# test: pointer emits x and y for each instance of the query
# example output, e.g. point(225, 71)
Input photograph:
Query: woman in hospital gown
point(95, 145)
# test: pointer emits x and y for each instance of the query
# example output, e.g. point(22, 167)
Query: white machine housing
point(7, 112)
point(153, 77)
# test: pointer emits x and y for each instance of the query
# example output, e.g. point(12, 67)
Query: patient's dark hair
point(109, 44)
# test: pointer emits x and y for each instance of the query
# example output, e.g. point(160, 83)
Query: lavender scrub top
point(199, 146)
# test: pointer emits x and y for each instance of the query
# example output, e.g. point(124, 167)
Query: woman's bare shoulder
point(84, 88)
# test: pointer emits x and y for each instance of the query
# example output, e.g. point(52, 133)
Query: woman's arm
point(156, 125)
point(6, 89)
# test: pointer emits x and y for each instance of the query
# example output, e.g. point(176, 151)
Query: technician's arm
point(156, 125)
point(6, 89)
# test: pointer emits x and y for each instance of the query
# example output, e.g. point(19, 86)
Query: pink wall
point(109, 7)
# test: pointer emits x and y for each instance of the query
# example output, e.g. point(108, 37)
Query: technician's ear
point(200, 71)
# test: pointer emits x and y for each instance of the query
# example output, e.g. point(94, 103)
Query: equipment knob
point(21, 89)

_____

* **Work order**
Copy the stretch of the records above that runs from the line with "# example output, e.g. point(225, 71)" through the line with "# example output, e.g. point(108, 37)". Both end lines belong in the copy, and nothing else does.

* **Answer to the exercise**
# example output, e.g. point(225, 71)
Input photograph:
Query: woman in hospital gown
point(95, 145)
# test: pointer emits x and y for each instance of the query
# example output, e.g. point(22, 167)
Query: white machine housing
point(7, 112)
point(153, 77)
# test: pointer emits x and y for each instance of the query
# example output, e.g. point(12, 67)
Query: patient's dark hair
point(109, 44)
# test: pointer emits x and y for each instance of the query
# example output, e.g. point(160, 83)
Query: lavender scrub top
point(199, 146)
# test: pointer emits x and y for each instance of the query
# example output, e.g. point(124, 167)
Query: woman's bare shoulder
point(84, 88)
# test: pointer emits x and y for each instance of the query
# example output, e.g. point(52, 133)
Query: woman's arm
point(156, 125)
point(6, 89)
# test: pointer emits x and y for each instance of the query
# example output, e.g. point(176, 151)
Query: technician's arm
point(156, 125)
point(6, 89)
# test: pointer emits x and y for each instance of the query
# example output, e.g. point(19, 86)
Query: pink wall
point(109, 7)
# test: pointer emits x and y for each instance of the query
# example output, e.g. point(108, 37)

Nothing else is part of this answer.